» AIM OF THE TASK:
Retype, word for word, only the lines from the one with "Find: bird's beak" through the last line of the data below.

» Dataset entries:
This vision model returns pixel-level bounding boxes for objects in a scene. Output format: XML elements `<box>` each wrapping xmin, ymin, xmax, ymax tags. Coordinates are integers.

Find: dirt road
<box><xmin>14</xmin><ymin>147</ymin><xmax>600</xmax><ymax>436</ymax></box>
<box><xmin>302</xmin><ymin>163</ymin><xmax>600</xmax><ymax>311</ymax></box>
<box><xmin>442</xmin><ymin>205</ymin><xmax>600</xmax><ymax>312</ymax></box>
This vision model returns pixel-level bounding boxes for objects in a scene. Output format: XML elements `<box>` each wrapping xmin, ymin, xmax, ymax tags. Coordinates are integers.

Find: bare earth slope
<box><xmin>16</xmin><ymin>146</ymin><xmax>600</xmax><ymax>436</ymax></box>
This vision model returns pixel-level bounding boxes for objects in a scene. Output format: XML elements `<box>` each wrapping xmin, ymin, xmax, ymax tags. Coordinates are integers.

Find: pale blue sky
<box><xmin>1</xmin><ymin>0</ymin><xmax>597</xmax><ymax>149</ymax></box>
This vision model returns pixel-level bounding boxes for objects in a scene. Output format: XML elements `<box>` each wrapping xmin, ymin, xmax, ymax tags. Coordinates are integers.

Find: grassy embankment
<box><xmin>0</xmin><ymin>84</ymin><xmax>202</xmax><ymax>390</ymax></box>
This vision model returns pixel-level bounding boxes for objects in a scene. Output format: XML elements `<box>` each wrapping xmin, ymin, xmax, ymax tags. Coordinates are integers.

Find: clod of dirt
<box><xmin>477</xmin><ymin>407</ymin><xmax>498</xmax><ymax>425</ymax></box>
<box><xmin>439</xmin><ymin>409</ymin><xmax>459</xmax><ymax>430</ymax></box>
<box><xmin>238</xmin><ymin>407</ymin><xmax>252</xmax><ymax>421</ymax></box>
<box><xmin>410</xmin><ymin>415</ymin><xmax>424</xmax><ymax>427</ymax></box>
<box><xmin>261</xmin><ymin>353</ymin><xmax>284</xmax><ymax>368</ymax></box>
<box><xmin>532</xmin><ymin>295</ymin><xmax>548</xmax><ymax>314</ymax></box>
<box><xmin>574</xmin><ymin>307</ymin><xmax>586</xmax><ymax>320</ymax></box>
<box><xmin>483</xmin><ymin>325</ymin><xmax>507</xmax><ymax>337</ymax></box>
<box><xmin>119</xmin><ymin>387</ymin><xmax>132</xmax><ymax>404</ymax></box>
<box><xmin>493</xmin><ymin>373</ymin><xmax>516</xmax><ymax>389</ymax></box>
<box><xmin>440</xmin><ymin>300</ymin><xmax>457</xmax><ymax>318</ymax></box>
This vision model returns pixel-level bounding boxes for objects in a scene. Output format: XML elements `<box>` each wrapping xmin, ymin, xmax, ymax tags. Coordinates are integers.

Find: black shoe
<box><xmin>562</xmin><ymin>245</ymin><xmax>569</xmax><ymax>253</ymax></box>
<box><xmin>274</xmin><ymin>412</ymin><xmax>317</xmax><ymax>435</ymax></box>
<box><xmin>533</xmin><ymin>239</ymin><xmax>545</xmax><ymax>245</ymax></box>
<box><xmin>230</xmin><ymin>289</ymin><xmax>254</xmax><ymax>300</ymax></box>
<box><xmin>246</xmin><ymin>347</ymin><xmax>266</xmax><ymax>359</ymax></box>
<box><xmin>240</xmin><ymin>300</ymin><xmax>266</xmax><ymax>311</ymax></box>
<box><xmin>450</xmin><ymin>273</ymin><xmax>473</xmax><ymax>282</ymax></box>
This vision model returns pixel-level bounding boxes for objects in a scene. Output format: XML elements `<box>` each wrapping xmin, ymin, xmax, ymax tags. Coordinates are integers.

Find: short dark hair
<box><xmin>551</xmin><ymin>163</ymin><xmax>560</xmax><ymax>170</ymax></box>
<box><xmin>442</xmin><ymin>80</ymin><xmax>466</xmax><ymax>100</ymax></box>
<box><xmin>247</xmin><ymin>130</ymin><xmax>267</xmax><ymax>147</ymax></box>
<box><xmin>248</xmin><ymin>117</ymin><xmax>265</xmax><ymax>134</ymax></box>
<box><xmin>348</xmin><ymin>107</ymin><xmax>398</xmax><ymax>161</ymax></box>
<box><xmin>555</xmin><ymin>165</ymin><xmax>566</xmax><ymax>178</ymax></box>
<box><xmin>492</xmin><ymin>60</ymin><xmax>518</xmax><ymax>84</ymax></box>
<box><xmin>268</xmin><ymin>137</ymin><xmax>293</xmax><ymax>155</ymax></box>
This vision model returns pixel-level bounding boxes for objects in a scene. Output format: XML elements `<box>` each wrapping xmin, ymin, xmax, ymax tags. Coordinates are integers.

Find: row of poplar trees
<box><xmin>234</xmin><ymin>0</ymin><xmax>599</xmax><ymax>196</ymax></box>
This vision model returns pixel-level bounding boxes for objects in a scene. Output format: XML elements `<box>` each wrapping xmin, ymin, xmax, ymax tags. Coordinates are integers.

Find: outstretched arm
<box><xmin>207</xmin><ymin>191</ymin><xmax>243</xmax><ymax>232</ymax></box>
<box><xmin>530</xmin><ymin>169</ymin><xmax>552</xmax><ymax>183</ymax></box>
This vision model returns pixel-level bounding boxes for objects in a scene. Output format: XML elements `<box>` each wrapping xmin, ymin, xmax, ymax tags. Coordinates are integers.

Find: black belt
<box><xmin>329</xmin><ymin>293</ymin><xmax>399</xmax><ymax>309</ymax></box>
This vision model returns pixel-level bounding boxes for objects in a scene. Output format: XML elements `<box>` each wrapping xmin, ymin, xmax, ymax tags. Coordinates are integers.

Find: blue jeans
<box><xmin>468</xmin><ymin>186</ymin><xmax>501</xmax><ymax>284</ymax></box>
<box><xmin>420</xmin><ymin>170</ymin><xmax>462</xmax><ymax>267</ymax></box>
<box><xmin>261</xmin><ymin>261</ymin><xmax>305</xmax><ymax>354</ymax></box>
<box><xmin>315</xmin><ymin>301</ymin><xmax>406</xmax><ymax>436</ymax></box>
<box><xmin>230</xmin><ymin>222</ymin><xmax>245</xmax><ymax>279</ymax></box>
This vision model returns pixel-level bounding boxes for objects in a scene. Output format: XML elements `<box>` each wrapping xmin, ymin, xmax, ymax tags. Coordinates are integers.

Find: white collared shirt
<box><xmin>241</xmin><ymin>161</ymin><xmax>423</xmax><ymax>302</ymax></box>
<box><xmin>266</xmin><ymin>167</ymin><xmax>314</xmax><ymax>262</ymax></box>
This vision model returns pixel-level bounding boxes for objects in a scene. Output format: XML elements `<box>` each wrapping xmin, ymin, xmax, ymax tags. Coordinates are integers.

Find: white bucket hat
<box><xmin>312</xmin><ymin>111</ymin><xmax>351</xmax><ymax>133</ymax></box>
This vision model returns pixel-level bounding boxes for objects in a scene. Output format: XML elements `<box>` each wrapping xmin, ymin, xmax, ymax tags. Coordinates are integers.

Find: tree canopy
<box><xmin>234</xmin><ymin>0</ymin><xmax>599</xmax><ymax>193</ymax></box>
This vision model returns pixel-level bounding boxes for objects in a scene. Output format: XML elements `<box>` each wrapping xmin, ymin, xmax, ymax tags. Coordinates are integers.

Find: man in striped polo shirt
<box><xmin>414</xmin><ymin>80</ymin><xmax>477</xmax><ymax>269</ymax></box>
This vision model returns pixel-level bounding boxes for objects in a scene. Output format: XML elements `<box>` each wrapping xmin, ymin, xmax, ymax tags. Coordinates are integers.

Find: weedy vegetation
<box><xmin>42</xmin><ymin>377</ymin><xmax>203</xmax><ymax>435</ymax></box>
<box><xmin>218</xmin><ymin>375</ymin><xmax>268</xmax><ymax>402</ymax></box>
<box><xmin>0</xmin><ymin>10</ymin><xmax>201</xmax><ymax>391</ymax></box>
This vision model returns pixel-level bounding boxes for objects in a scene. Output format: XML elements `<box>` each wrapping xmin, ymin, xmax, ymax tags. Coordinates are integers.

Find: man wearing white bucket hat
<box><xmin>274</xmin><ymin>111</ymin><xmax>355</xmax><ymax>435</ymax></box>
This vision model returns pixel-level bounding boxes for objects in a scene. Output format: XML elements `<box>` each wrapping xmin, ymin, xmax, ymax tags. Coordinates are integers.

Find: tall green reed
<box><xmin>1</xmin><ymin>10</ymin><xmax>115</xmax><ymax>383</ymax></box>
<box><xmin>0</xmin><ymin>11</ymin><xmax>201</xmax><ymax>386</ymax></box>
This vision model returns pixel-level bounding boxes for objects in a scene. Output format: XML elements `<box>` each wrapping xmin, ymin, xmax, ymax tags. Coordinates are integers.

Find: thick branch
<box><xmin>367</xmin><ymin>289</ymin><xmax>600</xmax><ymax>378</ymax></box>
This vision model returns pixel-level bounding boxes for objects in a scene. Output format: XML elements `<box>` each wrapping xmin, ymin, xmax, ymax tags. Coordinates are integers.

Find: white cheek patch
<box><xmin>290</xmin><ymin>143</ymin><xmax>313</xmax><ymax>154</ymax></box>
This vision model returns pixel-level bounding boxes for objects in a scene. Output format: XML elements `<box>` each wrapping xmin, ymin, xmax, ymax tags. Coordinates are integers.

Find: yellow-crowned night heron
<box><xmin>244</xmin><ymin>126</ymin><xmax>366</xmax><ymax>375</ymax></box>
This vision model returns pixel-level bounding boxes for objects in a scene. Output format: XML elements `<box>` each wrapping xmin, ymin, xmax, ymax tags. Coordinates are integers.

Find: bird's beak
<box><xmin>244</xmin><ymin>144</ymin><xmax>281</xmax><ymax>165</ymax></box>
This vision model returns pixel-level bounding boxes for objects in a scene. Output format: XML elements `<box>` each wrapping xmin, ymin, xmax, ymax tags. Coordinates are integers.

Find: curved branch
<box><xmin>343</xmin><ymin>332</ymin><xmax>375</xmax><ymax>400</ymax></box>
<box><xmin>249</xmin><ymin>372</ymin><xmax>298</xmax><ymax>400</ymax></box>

» RESPONSE BOX:
Find: bird's beak
<box><xmin>244</xmin><ymin>144</ymin><xmax>281</xmax><ymax>165</ymax></box>
This vision model returns pixel-level bounding boxes for objects in a scene. Output format: XML elements `<box>` each wrapping xmin, ymin, xmax, ymax tags. Coordinates are integers.

Find: curved branch
<box><xmin>343</xmin><ymin>332</ymin><xmax>375</xmax><ymax>400</ymax></box>
<box><xmin>249</xmin><ymin>372</ymin><xmax>298</xmax><ymax>400</ymax></box>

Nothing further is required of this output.